** DESCRIPTION OF THE TASK **
Put every line of the listing below into a JSON list of strings, one string per line, omitting blank lines.

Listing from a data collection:
--- START ---

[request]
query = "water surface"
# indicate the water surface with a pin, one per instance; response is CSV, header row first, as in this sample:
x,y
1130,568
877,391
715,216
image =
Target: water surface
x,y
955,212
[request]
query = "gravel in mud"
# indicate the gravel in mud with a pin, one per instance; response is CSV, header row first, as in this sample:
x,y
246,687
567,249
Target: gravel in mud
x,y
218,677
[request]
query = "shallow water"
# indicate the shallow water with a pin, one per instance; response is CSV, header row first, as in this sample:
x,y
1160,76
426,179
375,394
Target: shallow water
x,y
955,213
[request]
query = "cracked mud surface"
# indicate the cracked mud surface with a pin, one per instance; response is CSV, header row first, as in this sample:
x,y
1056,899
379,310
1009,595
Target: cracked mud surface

--- END ---

** EXERCISE SOLUTION **
[
  "[request]",
  "query = \"water surface\"",
  "# indicate the water surface with a pin, one per instance; response is CSV, header row first, as in this sample:",
  "x,y",
  "1130,568",
  "877,391",
  "715,216",
  "image =",
  "Target: water surface",
  "x,y",
  "955,212",
  "[request]",
  "query = \"gravel in mud\"",
  "# indicate the gravel in mud with a pin, one per instance; response is CSV, header row first, as in this sample:",
  "x,y",
  "246,687",
  "567,249",
  "Target: gravel in mud",
  "x,y",
  "218,677",
  "[request]",
  "query = \"shallow water\"",
  "# indicate the shallow water with a pin, one per instance; response is CSV, header row first, as in this sample:",
  "x,y",
  "1160,76",
  "426,179",
  "375,394",
  "Target: shallow water",
  "x,y",
  "955,213",
  "[request]",
  "query = \"cracked mud surface\"",
  "# indicate the cracked mud surface with a pin, one per instance; response is CSV, header row first, as in this sample:",
  "x,y",
  "1056,899",
  "379,310",
  "1009,595",
  "Target: cracked mud surface"
]